Home > opensource, R, statistics > R: no nested FOR loops

R: no nested FOR loops

I am an avid user of the R project for statistical computing and use it for much of my computational and statistical analyses. I will be posting tips, tricks and hints for using R on this blog, especially when I can’t find the information elsewhere on the internet.

One of the main benefits of R is that it is vectorized, so you can simplify your code writing a great deal using vectorized functions. For example you don’t have to write a loop to add 5 to every element in a vector X. You can just write “X + 5”.

The R mantra is to minimize the use of loops wherever possible as they are inefficient and use a great deal of memory. I have been pretty good about this except for one situation – Running a simulation over a parameter space defined by a few vectors. For instance, anyone who is familiar with writing code in C or some other non-vectorized language will recognize the following pseudocode for running a simulation over a parameter space of 4 variables with nreps replications for each parameter set:

for (i in 1:length(m)) {
for (j in 1:length(sde)) {
for (k in 1:length(dev.coef)) {
for (l in 1:length(ttd)) {
for (rep in 1:nreps) {
Run the simulation
}
}
}
}
}


(my apologies for the bad formatting, blogger keeps taking out the spaces I put in. If anyone knows how to easily get the html version of my text to treat spaces as spaces, please, let me know).

This runs the simulation over a parameter space that is defined in a vector for each parameter. This is how I have been writing my R code for years.

□ □ □

> Aim
In the post about avoiding nested loops in R, what reason does it give for minimizing the use of loops?

> Data section
□ □ □

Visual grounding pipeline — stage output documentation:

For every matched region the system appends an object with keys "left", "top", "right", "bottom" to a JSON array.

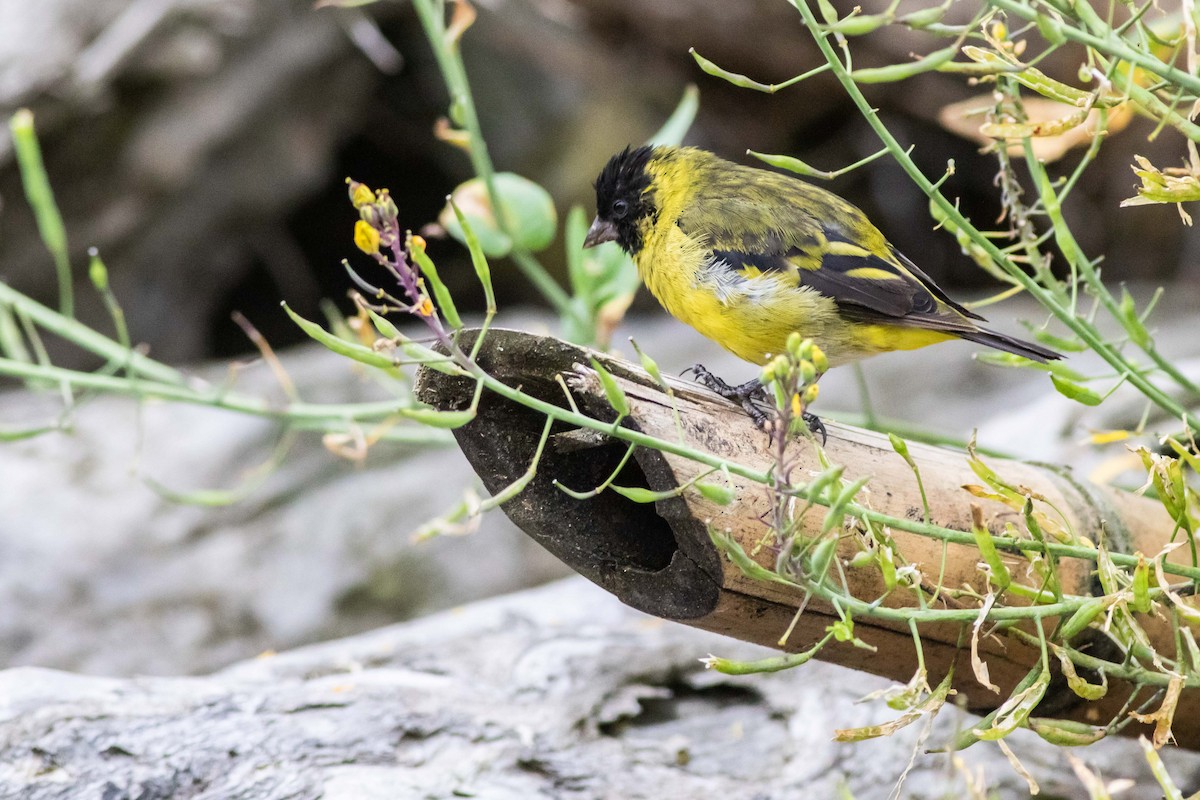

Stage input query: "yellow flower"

□ □ □

> Output
Loops are inefficient and use a great deal of memory.